TASK BRIEF
Rewrite the listing from the line that contains "Find the white lada" through the line that contains "[1144, 749]", changing "drop a marker" to "place a pin" and leaving all else as it stands.

====

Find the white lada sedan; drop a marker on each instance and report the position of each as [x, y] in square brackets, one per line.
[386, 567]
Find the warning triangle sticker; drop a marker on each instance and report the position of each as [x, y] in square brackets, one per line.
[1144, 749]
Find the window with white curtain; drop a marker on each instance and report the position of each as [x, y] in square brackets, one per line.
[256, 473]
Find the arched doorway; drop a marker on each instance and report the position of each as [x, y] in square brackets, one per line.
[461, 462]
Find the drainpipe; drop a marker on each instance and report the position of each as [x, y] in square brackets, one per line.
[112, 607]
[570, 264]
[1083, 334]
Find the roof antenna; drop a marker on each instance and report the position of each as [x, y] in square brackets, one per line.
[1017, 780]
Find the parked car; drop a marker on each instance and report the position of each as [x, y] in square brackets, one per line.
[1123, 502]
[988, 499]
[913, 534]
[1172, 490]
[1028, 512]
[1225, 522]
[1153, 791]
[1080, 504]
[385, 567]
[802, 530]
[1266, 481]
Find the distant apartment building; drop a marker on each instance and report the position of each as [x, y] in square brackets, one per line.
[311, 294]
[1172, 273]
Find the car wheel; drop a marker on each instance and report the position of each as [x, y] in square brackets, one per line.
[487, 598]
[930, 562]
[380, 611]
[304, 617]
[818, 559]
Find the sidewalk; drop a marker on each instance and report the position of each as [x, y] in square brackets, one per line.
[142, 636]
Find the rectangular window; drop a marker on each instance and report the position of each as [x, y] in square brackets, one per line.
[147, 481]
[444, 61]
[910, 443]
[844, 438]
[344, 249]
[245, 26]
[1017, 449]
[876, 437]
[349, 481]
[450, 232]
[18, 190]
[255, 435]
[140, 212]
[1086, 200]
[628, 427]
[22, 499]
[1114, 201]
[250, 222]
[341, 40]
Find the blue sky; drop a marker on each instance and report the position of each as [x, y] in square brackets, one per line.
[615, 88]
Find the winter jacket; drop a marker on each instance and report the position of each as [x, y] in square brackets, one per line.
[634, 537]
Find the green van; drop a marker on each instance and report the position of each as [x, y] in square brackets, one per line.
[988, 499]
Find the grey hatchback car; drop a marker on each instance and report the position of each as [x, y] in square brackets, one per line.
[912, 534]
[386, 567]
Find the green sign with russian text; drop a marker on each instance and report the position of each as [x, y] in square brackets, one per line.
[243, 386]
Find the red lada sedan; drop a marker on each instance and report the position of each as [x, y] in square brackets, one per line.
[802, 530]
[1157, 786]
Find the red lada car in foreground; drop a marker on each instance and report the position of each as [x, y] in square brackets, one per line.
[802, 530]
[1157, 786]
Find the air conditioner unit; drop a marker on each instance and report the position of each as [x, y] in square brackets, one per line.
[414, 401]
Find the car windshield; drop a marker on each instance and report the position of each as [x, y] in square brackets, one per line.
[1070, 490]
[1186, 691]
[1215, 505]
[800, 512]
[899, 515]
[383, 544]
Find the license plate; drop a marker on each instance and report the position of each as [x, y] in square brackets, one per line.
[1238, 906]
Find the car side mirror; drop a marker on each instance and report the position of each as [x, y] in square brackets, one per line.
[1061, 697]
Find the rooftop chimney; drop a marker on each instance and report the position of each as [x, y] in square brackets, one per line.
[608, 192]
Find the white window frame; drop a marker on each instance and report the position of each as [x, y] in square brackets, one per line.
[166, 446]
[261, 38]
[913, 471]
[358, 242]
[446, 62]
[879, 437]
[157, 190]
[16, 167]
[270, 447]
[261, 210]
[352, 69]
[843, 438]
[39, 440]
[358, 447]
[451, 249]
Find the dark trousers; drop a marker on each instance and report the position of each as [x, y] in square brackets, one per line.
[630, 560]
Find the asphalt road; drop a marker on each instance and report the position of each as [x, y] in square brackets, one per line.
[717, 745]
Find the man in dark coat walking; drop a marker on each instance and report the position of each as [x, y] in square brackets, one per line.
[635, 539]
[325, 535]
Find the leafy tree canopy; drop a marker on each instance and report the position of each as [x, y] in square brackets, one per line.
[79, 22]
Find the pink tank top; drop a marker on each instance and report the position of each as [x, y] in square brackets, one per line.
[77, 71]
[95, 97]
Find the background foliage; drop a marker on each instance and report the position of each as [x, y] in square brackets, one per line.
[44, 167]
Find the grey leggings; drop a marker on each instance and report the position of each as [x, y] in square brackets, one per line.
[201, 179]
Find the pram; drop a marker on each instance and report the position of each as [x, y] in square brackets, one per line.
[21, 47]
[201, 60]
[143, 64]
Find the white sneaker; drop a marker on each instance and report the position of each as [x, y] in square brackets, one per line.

====

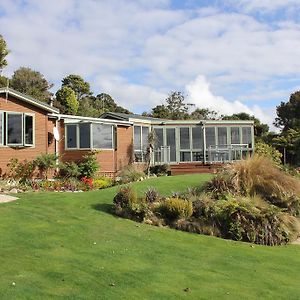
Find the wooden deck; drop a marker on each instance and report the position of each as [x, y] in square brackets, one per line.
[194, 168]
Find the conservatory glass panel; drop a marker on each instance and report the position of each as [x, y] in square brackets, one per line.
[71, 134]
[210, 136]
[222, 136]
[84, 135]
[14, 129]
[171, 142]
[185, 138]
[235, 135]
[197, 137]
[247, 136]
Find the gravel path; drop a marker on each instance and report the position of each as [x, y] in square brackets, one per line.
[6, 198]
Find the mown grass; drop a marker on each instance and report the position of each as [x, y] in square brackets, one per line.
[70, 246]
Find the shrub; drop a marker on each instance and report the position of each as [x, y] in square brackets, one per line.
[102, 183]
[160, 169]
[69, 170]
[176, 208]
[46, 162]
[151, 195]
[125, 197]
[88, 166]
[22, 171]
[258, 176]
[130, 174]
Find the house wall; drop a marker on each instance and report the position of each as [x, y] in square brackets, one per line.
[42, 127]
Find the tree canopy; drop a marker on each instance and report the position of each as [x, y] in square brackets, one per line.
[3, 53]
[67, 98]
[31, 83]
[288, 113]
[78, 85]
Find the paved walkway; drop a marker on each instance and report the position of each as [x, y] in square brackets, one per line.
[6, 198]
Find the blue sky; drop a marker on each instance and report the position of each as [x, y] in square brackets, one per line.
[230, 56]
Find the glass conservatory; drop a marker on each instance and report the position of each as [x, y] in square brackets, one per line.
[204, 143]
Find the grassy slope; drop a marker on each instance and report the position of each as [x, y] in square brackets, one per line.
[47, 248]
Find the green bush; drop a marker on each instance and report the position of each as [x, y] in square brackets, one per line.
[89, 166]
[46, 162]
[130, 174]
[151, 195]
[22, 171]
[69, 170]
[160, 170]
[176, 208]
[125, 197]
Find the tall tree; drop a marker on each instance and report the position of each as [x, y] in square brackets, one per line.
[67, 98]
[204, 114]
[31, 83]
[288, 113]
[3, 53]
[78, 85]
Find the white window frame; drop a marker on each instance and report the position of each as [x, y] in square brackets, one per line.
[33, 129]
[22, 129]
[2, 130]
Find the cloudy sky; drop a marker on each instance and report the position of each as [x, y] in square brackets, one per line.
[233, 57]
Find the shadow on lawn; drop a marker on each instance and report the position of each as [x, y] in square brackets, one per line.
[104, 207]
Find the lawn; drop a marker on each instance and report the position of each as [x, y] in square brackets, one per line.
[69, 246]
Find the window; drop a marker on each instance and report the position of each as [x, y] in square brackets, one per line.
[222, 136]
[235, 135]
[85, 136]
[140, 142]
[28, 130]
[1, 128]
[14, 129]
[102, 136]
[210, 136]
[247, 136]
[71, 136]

====

OUTPUT
Find the white lada sedan; place a pin on each instance and report the position of each as [x, y] in square brackets, one per line.
[386, 567]
Find the warning triangle sticker; place a pin on each instance and report the position of each as [x, y] in square brackets, one per line.
[1144, 749]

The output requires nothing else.